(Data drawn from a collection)
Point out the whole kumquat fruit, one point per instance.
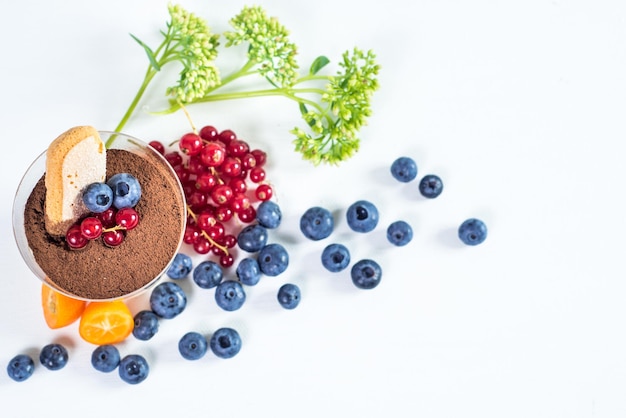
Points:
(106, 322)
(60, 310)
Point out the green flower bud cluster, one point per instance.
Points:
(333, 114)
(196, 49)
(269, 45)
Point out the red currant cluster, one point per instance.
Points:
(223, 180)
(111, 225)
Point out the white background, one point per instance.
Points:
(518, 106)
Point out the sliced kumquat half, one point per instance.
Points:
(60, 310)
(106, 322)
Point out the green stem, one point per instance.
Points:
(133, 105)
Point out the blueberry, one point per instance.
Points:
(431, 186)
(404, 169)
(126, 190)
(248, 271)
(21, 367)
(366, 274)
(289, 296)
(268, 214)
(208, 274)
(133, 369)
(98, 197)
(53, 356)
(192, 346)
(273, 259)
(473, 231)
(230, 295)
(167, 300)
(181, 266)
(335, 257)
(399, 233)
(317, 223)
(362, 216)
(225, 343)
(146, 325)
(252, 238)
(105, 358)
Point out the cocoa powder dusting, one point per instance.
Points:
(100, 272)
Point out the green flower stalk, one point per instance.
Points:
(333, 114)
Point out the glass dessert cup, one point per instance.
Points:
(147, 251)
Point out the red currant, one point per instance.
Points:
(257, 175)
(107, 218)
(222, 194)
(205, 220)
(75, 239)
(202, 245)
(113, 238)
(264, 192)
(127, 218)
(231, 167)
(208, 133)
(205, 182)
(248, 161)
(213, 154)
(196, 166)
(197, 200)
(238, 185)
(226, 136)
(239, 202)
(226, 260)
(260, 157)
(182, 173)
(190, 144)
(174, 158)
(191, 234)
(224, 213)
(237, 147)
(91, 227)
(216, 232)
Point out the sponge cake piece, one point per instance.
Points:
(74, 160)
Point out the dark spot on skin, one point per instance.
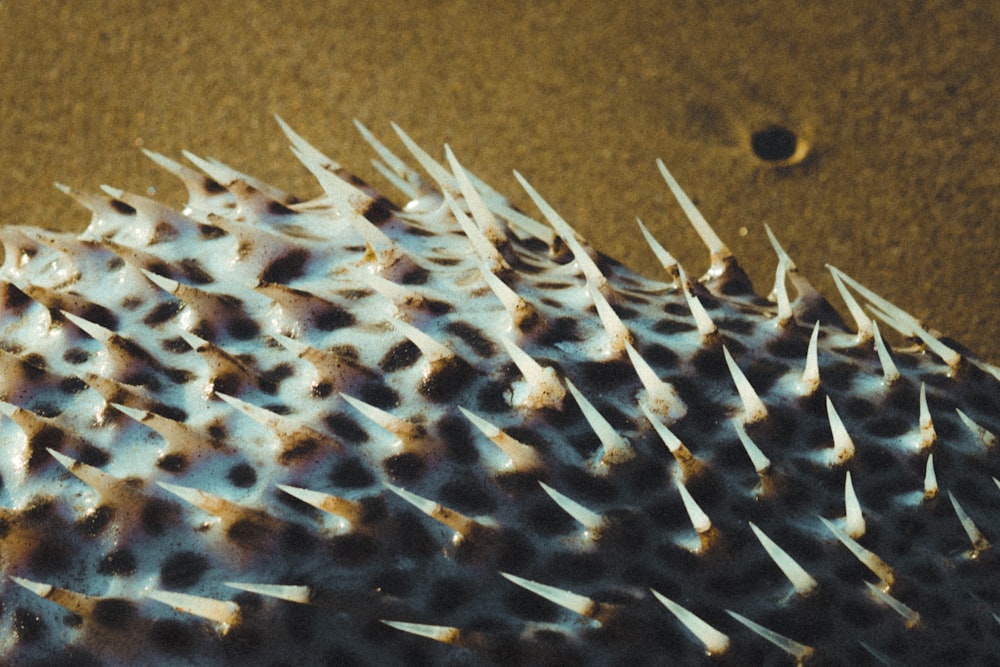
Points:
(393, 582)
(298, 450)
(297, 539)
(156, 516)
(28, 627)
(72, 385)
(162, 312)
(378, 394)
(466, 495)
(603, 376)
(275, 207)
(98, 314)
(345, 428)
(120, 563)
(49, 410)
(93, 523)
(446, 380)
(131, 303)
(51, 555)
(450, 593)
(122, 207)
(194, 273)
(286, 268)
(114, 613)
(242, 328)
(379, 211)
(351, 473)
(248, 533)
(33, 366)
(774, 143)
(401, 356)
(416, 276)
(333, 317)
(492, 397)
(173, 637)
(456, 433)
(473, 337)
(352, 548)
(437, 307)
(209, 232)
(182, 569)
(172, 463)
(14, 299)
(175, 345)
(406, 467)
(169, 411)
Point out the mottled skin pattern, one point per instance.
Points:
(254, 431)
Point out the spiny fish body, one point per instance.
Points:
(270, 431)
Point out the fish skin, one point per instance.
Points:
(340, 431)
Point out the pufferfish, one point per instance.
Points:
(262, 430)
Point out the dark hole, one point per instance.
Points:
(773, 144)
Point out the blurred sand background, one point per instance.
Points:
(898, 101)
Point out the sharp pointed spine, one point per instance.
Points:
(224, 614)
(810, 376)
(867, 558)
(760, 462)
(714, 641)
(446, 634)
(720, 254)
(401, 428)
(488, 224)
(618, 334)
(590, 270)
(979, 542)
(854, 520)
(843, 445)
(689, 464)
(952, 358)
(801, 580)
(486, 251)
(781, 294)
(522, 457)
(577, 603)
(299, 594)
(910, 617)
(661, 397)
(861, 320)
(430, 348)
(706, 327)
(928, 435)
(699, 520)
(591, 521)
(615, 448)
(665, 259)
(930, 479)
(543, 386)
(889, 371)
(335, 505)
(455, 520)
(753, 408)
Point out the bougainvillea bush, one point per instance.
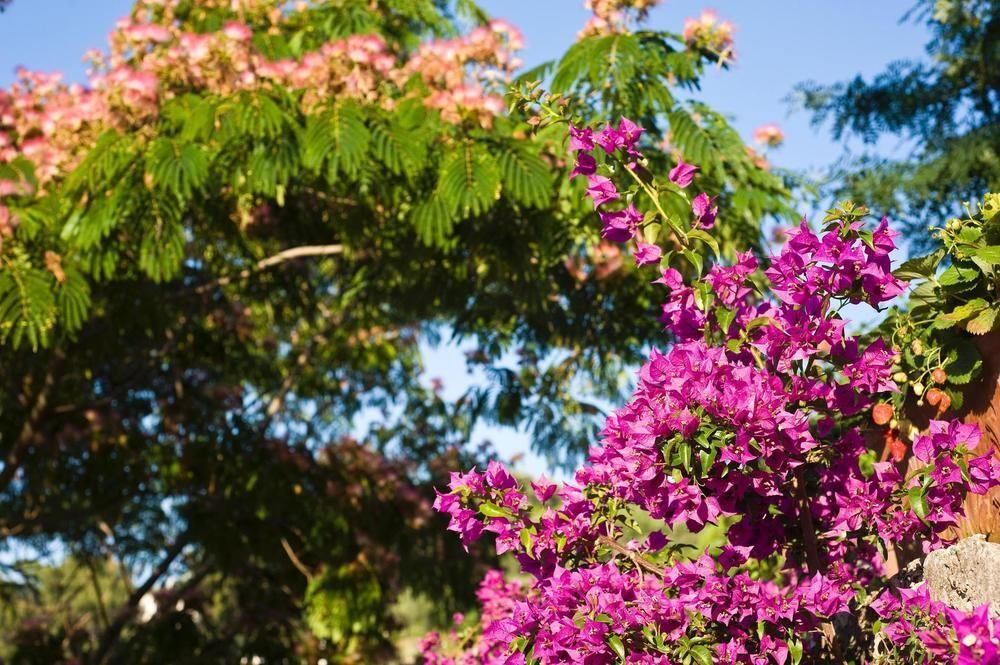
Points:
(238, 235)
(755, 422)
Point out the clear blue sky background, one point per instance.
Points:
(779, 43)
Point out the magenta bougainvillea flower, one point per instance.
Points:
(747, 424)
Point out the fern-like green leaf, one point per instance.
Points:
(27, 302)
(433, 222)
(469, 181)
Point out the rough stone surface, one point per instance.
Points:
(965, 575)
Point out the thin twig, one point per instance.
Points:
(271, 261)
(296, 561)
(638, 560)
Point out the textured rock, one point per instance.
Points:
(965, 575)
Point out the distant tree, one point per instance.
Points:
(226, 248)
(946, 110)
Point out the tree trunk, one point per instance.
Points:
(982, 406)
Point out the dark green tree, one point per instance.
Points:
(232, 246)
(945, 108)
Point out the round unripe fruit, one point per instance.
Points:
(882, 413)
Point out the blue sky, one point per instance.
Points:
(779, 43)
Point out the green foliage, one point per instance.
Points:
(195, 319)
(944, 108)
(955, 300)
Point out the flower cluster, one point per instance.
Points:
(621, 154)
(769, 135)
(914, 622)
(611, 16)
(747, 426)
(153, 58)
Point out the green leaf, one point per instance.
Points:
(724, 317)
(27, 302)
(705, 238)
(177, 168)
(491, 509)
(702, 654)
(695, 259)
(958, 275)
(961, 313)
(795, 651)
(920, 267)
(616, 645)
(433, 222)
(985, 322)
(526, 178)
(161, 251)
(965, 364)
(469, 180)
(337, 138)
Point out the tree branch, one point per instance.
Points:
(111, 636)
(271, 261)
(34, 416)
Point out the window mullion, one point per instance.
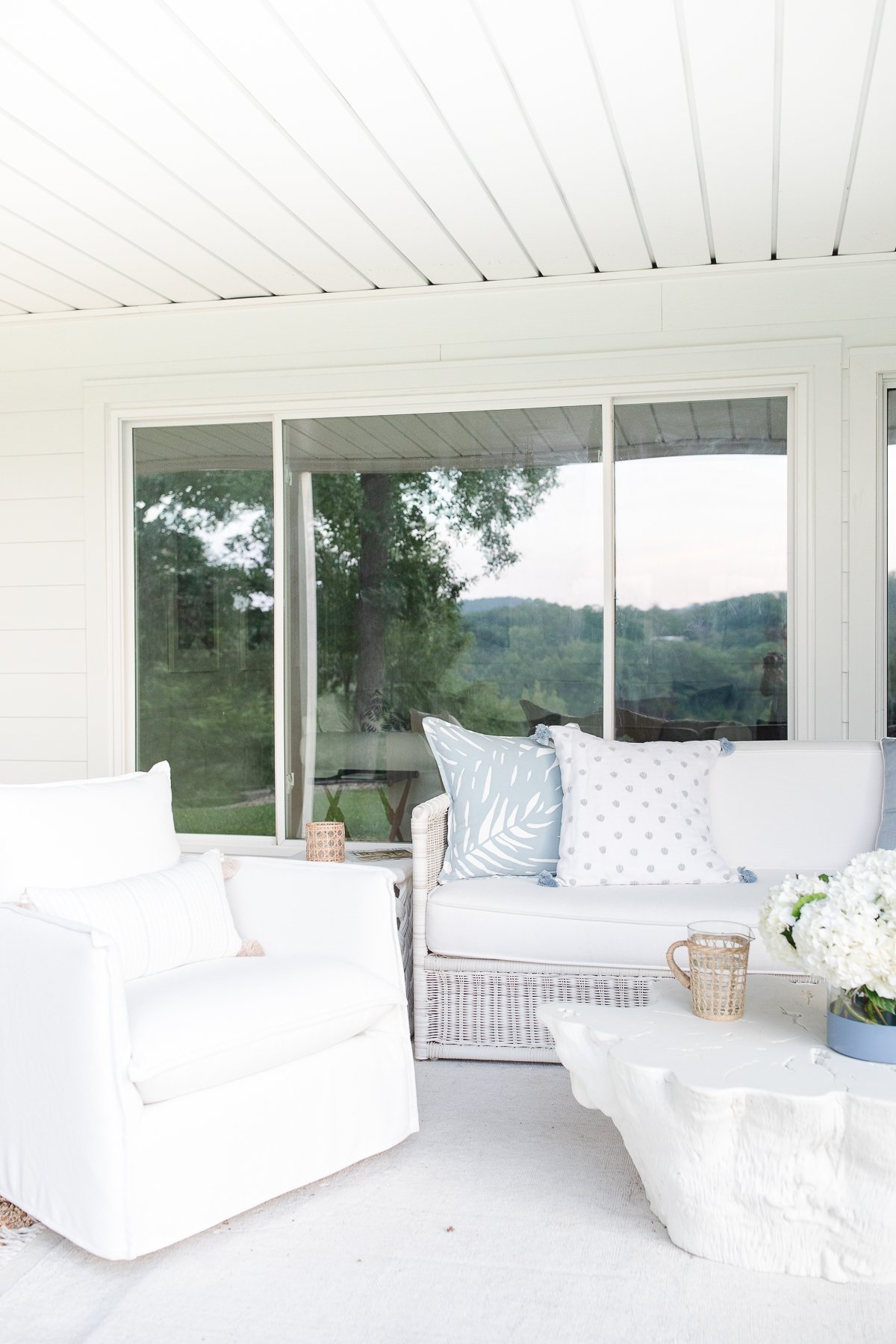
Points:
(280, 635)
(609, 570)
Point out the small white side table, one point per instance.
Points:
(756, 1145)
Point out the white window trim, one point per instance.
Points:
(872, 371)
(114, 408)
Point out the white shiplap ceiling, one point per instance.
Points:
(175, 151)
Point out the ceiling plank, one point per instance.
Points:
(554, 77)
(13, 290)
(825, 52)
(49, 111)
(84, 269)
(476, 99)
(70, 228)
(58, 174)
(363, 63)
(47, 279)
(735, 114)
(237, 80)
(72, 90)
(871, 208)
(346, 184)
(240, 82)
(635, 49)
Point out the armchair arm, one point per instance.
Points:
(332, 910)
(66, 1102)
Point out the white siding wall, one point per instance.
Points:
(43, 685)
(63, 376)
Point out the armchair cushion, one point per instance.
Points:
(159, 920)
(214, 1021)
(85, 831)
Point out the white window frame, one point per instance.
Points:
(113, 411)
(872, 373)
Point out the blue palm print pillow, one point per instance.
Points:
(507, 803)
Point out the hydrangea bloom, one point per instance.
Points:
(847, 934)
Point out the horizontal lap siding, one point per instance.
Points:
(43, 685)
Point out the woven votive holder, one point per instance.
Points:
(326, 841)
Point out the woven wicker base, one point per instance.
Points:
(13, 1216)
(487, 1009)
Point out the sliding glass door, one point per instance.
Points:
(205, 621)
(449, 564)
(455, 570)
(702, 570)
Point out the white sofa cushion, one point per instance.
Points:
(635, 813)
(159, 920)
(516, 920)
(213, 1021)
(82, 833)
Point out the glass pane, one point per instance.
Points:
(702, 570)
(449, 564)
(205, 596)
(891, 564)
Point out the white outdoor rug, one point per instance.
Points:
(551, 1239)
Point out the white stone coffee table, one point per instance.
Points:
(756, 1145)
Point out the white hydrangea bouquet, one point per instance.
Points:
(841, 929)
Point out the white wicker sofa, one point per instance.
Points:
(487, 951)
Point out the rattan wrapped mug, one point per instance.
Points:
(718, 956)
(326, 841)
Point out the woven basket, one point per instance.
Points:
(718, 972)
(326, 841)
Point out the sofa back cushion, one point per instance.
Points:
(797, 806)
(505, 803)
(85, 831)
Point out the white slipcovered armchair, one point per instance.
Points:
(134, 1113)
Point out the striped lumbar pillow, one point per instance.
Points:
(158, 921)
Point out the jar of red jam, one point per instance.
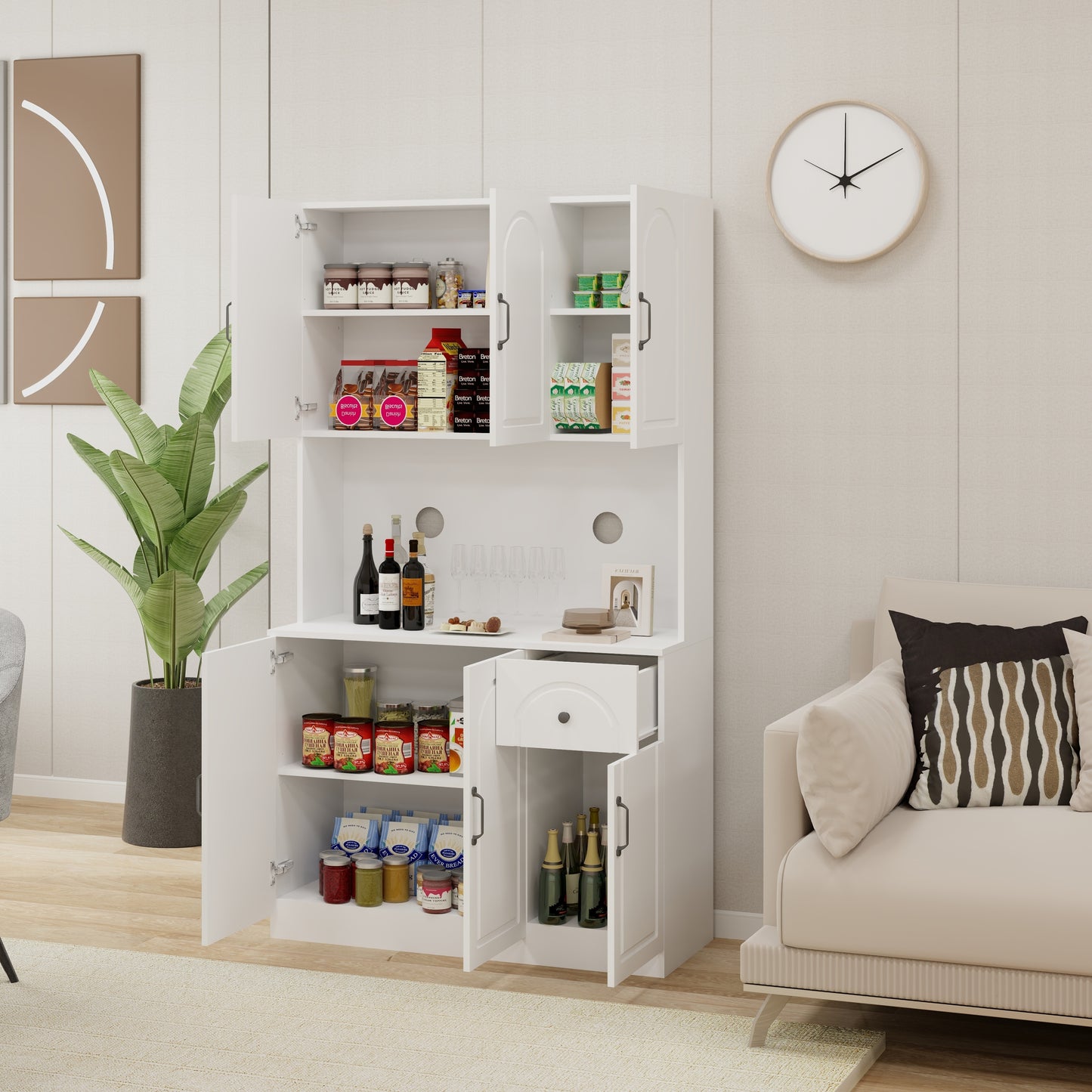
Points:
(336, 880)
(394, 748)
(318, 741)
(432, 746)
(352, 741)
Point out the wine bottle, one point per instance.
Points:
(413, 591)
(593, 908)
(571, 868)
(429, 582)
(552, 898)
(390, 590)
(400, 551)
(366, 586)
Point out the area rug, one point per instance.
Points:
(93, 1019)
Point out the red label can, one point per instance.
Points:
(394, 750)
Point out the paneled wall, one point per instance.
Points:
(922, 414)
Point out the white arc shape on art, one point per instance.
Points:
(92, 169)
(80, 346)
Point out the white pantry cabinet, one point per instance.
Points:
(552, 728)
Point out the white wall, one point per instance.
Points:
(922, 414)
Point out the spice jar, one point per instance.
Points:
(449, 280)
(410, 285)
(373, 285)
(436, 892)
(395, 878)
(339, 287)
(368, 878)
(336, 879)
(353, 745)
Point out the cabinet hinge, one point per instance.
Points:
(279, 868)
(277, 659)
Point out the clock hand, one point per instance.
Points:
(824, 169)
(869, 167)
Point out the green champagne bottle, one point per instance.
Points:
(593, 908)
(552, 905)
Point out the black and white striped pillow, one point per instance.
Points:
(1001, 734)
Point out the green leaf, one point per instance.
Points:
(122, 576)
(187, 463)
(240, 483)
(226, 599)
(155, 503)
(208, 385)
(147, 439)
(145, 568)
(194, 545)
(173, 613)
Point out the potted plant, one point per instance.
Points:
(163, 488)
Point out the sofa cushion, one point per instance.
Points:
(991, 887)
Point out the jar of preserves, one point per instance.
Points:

EXERCISE DIRECTIONS -> Arrange the records from the line with "Point out the hydrangea" up to and including the line with "(487, 1009)" as a two-column CSV with the columns instruction and points. Give one row per record, placing its text and its answer each in a single quoted field and replacing line breaks with spaces.

ANSWER TO THE PROBLEM ->
instruction,points
"Point out the hydrangea bloom, one point per instance. Points:","(847, 934)"
"Point out the horizontal lap siding, one point per instance. Points:","(43, 685)"
"Point out the woven votive holder, one point per instance. Points:","(326, 841)"
"Point out the woven wicker base, one point per instance. Points:","(13, 1216) (487, 1009)"